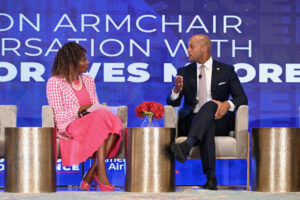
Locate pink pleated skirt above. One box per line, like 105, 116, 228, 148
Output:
60, 110, 122, 166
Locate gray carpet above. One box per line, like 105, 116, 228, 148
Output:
0, 189, 300, 200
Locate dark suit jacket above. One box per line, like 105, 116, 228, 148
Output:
167, 60, 248, 135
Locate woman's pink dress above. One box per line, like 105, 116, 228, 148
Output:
60, 80, 122, 166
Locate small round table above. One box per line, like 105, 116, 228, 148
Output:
4, 127, 56, 193
252, 128, 300, 192
125, 127, 176, 192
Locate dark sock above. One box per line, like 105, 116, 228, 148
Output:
185, 137, 197, 148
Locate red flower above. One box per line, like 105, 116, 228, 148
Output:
135, 101, 164, 120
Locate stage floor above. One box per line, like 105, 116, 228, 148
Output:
0, 187, 300, 200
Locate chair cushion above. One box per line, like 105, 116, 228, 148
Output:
176, 136, 238, 158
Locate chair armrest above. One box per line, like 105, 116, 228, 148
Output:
235, 105, 249, 157
164, 106, 180, 137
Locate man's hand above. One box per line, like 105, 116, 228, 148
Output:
211, 99, 230, 119
173, 75, 183, 94
78, 104, 92, 114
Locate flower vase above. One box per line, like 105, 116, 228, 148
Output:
141, 114, 154, 127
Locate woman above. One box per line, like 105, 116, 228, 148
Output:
47, 42, 122, 191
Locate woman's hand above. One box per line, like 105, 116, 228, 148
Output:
78, 104, 92, 114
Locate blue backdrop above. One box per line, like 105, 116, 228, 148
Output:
0, 0, 300, 188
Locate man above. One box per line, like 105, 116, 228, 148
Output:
167, 34, 248, 190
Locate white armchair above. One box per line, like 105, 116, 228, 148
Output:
164, 105, 250, 190
0, 105, 18, 158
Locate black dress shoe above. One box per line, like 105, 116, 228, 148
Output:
203, 177, 218, 190
171, 142, 191, 163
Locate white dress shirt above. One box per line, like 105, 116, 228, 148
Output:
171, 57, 235, 113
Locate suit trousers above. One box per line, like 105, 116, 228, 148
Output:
188, 101, 229, 177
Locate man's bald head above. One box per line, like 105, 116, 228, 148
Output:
188, 34, 211, 64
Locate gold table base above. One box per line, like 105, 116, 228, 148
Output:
4, 127, 56, 193
252, 128, 300, 192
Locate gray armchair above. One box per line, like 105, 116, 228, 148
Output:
42, 105, 127, 158
164, 105, 250, 190
0, 105, 18, 158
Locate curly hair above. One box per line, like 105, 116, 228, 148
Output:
51, 42, 86, 83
· · · · ·
Could you retype all of the records above word for word, line by line, leaving the picture out of your answer?

Exercise solution:
Locate pink pleated skirt above. One box per line, like 105, 116, 228, 148
Output:
60, 110, 122, 166
Locate gray carpet above. One box per line, like 105, 116, 228, 148
Output:
0, 189, 300, 200
Locate dark suit jacket above. One box per line, like 105, 116, 228, 148
Output:
167, 60, 248, 135
Locate woman's pink dress above. One box per line, like 105, 116, 228, 148
Output:
60, 80, 122, 166
Locate small round table above. One box per line, like 105, 116, 228, 148
Output:
4, 127, 56, 193
252, 128, 300, 192
125, 127, 176, 192
Locate dark sock above. One box per line, like 105, 116, 228, 148
Output:
185, 137, 197, 148
Locate red flower above. One box per line, like 105, 116, 228, 148
Output:
135, 101, 164, 120
Locate stage floor above. One box per line, like 105, 116, 228, 148
Output:
0, 187, 300, 200
Locate chair cushion above. One box per line, like 105, 116, 228, 148
Output:
176, 136, 238, 158
Locate chair armrest above. One box per line, like 105, 116, 228, 148
Output:
235, 105, 249, 157
164, 106, 180, 137
Locate man's hand above. One box per line, like 105, 116, 228, 148
Output:
211, 99, 230, 119
173, 75, 183, 94
78, 104, 92, 114
Locate flower vase above. One box per line, like 105, 116, 228, 148
Output:
141, 114, 154, 127
Locate woman above. One box per line, like 105, 116, 228, 148
Output:
47, 42, 122, 191
Locate woman's hand above. One box per line, like 105, 116, 228, 148
Output:
78, 104, 92, 114
Locate blue backdrop above. One box per line, like 105, 116, 228, 148
Output:
0, 0, 300, 188
Locate man above. One box per line, like 105, 116, 228, 148
Output:
167, 34, 248, 190
Locate white armchair above. One box per line, like 105, 116, 228, 148
Output:
164, 105, 250, 190
0, 105, 18, 158
Locate black dress shoe above. One box per line, like 105, 116, 228, 148
Output:
203, 177, 218, 190
171, 142, 191, 163
Locate white dress shirt above. One box per line, like 105, 116, 228, 148
Output:
171, 57, 235, 113
Locate suit trousers above. One box per line, like 105, 116, 228, 148
Output:
188, 101, 229, 177
Locate man's bald head above. One box per line, like 105, 116, 228, 148
Output:
188, 34, 211, 64
Locate gold table base above. One box per line, like 105, 116, 228, 148
Output:
4, 127, 56, 193
252, 128, 300, 192
Locate gray armchair above. One box per line, like 105, 116, 228, 148
Output:
42, 105, 127, 158
164, 105, 250, 190
0, 105, 18, 158
Locate curly hair above. One box per line, like 105, 116, 228, 148
Output:
51, 42, 86, 83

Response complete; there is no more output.